* START DATA PROVIDED *
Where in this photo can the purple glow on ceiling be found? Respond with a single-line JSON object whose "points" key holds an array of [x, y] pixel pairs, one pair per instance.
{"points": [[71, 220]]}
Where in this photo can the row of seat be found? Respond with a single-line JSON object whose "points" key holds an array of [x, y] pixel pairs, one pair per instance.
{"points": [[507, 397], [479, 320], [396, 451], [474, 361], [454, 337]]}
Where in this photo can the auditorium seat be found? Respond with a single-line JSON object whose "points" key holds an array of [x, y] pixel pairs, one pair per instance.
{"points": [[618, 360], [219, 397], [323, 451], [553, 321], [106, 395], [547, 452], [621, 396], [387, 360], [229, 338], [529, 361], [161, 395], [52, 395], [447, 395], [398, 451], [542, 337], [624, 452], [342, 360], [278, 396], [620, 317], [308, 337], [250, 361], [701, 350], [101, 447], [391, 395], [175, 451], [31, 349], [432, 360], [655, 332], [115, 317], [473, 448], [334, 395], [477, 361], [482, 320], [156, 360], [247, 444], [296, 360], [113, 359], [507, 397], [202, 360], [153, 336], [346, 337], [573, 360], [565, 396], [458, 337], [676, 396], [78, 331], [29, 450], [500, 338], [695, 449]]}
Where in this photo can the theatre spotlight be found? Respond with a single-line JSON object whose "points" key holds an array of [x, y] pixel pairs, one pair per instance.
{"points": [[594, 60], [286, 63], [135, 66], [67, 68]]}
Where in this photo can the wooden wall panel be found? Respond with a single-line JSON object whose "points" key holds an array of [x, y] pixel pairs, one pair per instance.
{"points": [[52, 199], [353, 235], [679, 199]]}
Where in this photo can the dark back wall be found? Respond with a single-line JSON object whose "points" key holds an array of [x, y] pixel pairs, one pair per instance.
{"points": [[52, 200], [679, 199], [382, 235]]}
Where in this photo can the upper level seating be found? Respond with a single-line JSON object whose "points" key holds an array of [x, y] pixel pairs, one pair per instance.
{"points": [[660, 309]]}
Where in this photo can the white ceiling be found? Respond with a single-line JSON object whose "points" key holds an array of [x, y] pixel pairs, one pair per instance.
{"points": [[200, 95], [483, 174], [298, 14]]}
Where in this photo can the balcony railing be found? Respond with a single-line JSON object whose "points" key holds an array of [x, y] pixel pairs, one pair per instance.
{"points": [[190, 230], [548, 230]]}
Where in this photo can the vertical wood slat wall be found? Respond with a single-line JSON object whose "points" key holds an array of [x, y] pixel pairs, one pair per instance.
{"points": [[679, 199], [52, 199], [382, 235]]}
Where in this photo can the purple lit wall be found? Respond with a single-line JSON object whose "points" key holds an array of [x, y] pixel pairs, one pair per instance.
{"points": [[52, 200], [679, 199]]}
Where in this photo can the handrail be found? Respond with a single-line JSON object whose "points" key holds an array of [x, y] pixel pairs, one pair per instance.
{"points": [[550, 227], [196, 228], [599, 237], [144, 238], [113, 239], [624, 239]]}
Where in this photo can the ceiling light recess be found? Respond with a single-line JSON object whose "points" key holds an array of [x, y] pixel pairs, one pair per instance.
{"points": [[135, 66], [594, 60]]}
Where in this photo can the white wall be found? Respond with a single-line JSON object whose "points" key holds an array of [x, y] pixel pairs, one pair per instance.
* END DATA PROVIDED *
STATED TASK: Reproduce all of the records above, substituting "coordinate pairs" for every occurrence of "pixel pairs" and leaving everything else unchanged.

FINISHED ANSWER:
Where in this photo can the purple glow on ceiling be found? Respond with a single-line JSON object whose "points" key holds an array of [x, y] coordinate pairs, one pair per instance.
{"points": [[71, 220]]}
Where in this photo can the row of seat be found? Respond with a single-line JSON object whose "points" key holds an array of [x, y] coordinate pairs, one pair per instance.
{"points": [[507, 397], [479, 320], [396, 451], [474, 361], [454, 337]]}
Where in this photo can the auditorium seat be found? Respond with a single-line JSON object whose "points" key holds an array of [x, y] coordinate pairs, one pair per instance.
{"points": [[618, 360], [219, 397], [323, 451], [553, 321], [106, 395], [547, 452], [621, 396], [387, 360], [229, 338], [529, 361], [161, 395], [52, 395], [447, 395], [398, 451], [542, 337], [624, 452], [342, 360], [278, 396], [620, 317], [308, 337], [250, 361], [701, 350], [101, 447], [391, 395], [175, 451], [31, 349], [432, 360], [655, 332], [115, 317], [473, 448], [334, 395], [477, 361], [482, 320], [156, 360], [247, 444], [296, 360], [113, 359], [507, 397], [202, 360], [153, 336], [346, 337], [573, 360], [565, 396], [458, 337], [676, 396], [78, 331], [29, 450], [500, 338], [695, 449]]}
Where in this photo can the theatre spotlight be found? Respond with a single-line JSON object whose "points" key holds an array of [x, y] coordinate pairs, one pair per instance.
{"points": [[594, 60], [286, 63], [135, 66], [67, 68]]}
Where in this photo can the wooden wall panel be found? Respond with a single-line JSON object whose "points" key holds an array of [x, y] coordinate pairs, one pair per instance.
{"points": [[52, 199], [353, 235], [679, 199]]}
Where in this photo can the dark back wall be found? Respond with a single-line JSON object whose "points" key holds an array of [x, y] coordinate pairs, one pair per instance.
{"points": [[52, 200], [679, 199], [382, 235]]}
Where in this photo can the upper level seating be found? Respond with a single-line JSON object whose "points" key holds an array of [x, y] coordinate pairs, one pair per instance.
{"points": [[660, 309]]}
Where in this photo can the white ceiling be found? Respond with a single-line JSON object whose "points" key holds an array of [x, y] coordinate pairs, one pair per instance.
{"points": [[200, 95], [483, 174], [298, 14]]}
Where in this photo can the balcony railing be found? Respond with a single-line JSON object whose "points" key holds an array of [x, y] coordinate pairs, one pair per instance.
{"points": [[190, 230], [548, 230]]}
Where in this photo can the vertical wood slat wall be found? Respond with a single-line JSON object whose "points" key holds an array of [x, y] coordinate pairs, one pair per instance.
{"points": [[679, 199], [52, 199], [382, 235]]}
Where in this photo can the purple lit wall be found? Respond with a single-line JSON object whose "points" key holds an array of [x, y] coordinate pairs, one pair per instance.
{"points": [[52, 200], [679, 199]]}
Where in this photo can the handrail be found? Respond with a single-line JSON object whose "points" key holds an array of [x, y] coordinate pairs, one pair per instance.
{"points": [[550, 227], [196, 228], [599, 237], [144, 238], [113, 239], [624, 239]]}
Where in this photo can the ceiling light recess be found? Respond with a single-line JSON object whose "points" key holds an array of [x, y] coordinate pairs, one pair per instance.
{"points": [[135, 66], [594, 60]]}
Where in this photo can the white wall be found? Respond with a single-line JSON object whose "points" key holds an array of [x, y] coordinate pairs, one pair per instance.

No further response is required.